*YOUR GOAL*:
Return every entry below exactly as written, minus the pictures.

*RECORD SET*:
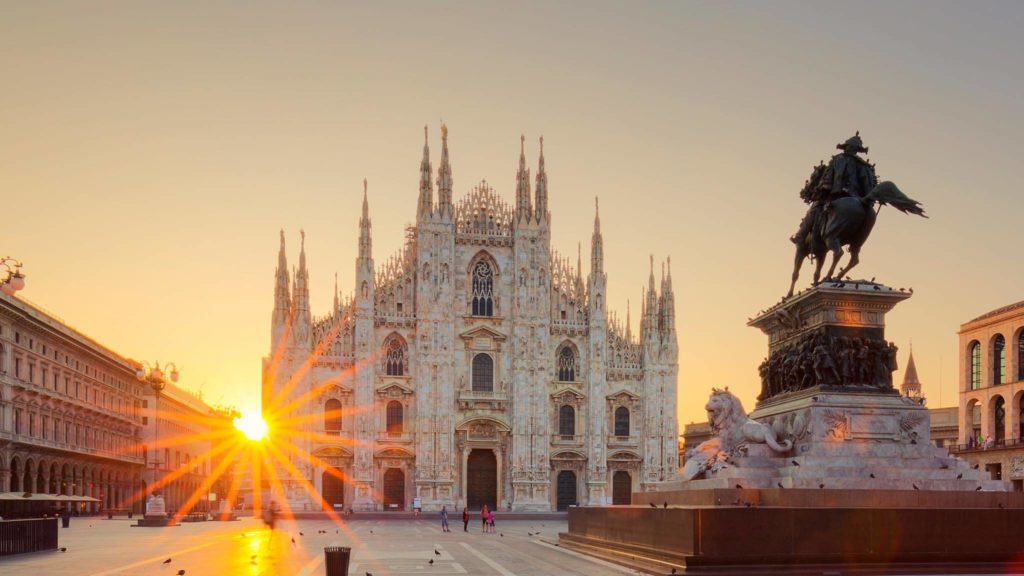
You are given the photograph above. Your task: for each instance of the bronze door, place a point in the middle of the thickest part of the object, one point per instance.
(566, 490)
(481, 480)
(394, 490)
(622, 489)
(334, 489)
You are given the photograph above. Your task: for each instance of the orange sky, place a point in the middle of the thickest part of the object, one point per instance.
(150, 153)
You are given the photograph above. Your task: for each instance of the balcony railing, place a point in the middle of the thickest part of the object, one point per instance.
(995, 445)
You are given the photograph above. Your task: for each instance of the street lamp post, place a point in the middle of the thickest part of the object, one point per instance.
(12, 279)
(154, 376)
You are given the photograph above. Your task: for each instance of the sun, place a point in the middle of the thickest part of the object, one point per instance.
(252, 424)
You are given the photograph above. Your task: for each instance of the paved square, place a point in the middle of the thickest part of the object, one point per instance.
(107, 547)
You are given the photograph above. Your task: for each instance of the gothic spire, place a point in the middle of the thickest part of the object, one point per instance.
(302, 278)
(522, 207)
(629, 331)
(541, 205)
(444, 205)
(336, 303)
(366, 241)
(597, 243)
(911, 385)
(426, 204)
(282, 291)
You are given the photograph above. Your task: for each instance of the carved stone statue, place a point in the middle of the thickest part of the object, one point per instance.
(842, 198)
(732, 429)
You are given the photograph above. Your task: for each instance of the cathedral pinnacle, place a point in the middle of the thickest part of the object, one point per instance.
(541, 204)
(426, 204)
(522, 203)
(444, 205)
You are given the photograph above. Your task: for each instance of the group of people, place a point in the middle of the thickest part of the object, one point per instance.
(978, 442)
(486, 517)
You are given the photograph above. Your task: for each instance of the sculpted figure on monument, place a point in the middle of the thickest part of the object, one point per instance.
(843, 197)
(732, 429)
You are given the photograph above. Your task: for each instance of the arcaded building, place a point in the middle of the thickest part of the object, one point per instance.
(991, 392)
(476, 366)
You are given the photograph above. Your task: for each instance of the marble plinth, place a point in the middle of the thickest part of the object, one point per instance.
(846, 441)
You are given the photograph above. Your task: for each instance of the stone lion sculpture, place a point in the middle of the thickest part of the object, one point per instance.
(732, 429)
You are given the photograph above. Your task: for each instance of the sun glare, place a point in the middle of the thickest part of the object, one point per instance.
(252, 425)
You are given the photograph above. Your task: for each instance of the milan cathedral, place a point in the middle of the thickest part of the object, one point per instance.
(476, 366)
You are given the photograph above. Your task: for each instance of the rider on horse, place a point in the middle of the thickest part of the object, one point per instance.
(846, 174)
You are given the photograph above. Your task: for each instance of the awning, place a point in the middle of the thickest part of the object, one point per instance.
(28, 497)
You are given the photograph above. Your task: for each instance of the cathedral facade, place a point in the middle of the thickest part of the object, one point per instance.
(476, 366)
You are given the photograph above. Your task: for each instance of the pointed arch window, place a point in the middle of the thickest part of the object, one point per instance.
(566, 420)
(395, 357)
(998, 360)
(567, 364)
(395, 417)
(1020, 358)
(975, 369)
(483, 373)
(483, 289)
(622, 421)
(332, 416)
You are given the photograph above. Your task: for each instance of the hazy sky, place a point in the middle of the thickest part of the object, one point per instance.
(150, 153)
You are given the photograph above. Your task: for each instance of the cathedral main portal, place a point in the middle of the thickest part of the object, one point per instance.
(481, 480)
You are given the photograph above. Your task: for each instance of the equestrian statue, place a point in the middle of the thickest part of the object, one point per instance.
(843, 196)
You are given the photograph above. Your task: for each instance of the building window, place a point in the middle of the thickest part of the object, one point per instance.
(483, 373)
(394, 417)
(998, 360)
(1020, 356)
(1000, 418)
(483, 289)
(975, 369)
(566, 420)
(332, 416)
(622, 421)
(568, 364)
(395, 357)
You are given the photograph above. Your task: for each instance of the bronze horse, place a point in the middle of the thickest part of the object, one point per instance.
(848, 221)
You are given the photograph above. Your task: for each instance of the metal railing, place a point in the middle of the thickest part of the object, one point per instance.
(995, 445)
(19, 536)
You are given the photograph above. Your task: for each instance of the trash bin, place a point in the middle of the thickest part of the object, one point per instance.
(336, 560)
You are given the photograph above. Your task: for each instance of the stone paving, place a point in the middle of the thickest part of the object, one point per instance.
(380, 547)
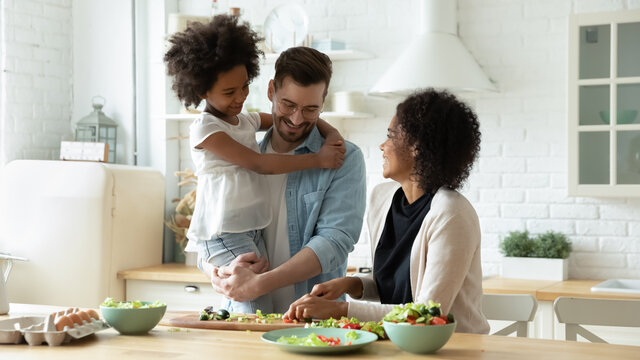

*OUTPUT BELOW*:
You are given the photograph above. Your task: for each instance of the bronze door, place a point in the middle of the thickest part of the object, one point per instance.
(566, 490)
(481, 480)
(394, 490)
(622, 489)
(334, 489)
You are given the photograph above. Your task: for each instance of the orange sky, place a point in the middle of the thickest part of the object, one point per instance.
(150, 153)
You are given the photograph above. Your task: for each instance of the balcony railing, place a point in the middle of the thickest part of the object, one point per instance.
(995, 445)
You are given the photograph above. Your task: for each instance of the street lamp post, place a point in the middle of the thickest part of the object, one point per instance.
(12, 279)
(154, 376)
You are given the photograph above. Your task: for each instance of the sun, place a point in the middle of the thickest part of the object, one point per instance.
(252, 424)
You are given the photograph above. Your task: for each instance of the paved square, place a point in the middle of the thickest part of the object, one point per instance.
(107, 547)
You are given the photograph above. Your task: for each instance of the gothic spire, place a point in the middle of the thickest part of the object, one point per instance.
(302, 278)
(522, 207)
(629, 331)
(541, 205)
(444, 205)
(336, 303)
(366, 241)
(597, 243)
(911, 385)
(426, 204)
(282, 291)
You are given the photograph above. Your task: for each instance of the carved stone statue, place a point in the middle of the thickest part of the object, one point per instance.
(842, 198)
(732, 429)
You are given the photograph above. Your task: for each instance of the cathedral pinnacle, place a point in the middle of the thickest part of the object, one point per instance.
(541, 204)
(426, 204)
(522, 203)
(444, 205)
You are given the photograph above. Your task: for each instance of the group of people, place a point in the middle of the thickest part of the object, one point per instance.
(978, 442)
(486, 517)
You are given the photograph above. Your task: for each instance of the sculpted figure on monument, place a point in the middle of the thickest part of the object, one point per instance.
(843, 197)
(732, 429)
You are given the photograph above. Your task: for each instance of the arcaded building, place a point in the middle of the thickest part of the object, one point per instance.
(991, 392)
(476, 366)
You are given the photograph above. Your task: for each instance of the marble plinth, place a point in the middle of the thickest part of the object, one point per instance.
(846, 441)
You are given the photograph above. Your task: for each instance of the stone lion sculpture, place a point in the middle of the thickest part of the object, one point per instance.
(732, 429)
You are given the photograph above. Your task: for each instance of the sun glare, place a point in the middle of the thickest part of the object, one point per instance.
(252, 425)
You are given the photograph above. Your task: for each instance of the milan cathedral, place a point in the middle of the thickest part of the object, one point per instance.
(476, 366)
You are given the photograph above. Your task: for each instance of the rider on horse, place a point in the middle of the thickest part of the object, one point per instance.
(846, 174)
You are given the photograph above. Your task: for each instance of the awning, place a point in the middle of the thickest part of the object, one point per instance.
(28, 497)
You are given the photograph above. Your task: for each instance of the cathedral facade, place a point in the middle of the thickest part of the object, one point per instance.
(476, 366)
You are given the photograph above. Your task: for each instance of the pointed arch window, place a point in the middle of the thickest part of the object, one point per instance.
(566, 420)
(395, 357)
(998, 360)
(567, 364)
(395, 417)
(1020, 358)
(975, 369)
(483, 373)
(483, 289)
(622, 421)
(332, 416)
You are given the photograph above. Your task: for each instance of the hazy sky, place a point in the middle of the thickest part of the object, one point per instance.
(150, 153)
You are given the photograph above. Your task: for each instance of the cathedral main portal, place a point in the middle of the thickest part of the object, one point per instance.
(481, 480)
You are given the photograph above. Your task: for each instance of the equestrian statue, place a point in the middle of the thickest part of the object, one point per instance.
(843, 196)
You are given the photograph above. Your task: for each instance of the building window, place a point in the middle of the thickest part of the object, one point per instance.
(483, 373)
(394, 417)
(998, 360)
(1020, 356)
(1000, 418)
(483, 289)
(975, 369)
(566, 420)
(332, 416)
(622, 421)
(568, 364)
(395, 357)
You are given the photograph above. Your task: for each instance of the bronze horse, place a point in the middle of the thickest part of the object, one point per instance.
(848, 221)
You are given the photograph above. Your task: for each instance of the metal railing, place a point in the middle of the thickest part of the object, one point per instance.
(995, 445)
(19, 536)
You are given the photograph above. Your task: for each instance of the trash bin, place a point in the middle of the thickest part of the object, one point per instance.
(336, 560)
You are given the photograph above. Your task: for each instance of the stone paving, place a point in the middle of the thickest part of the object, one point per instance.
(380, 547)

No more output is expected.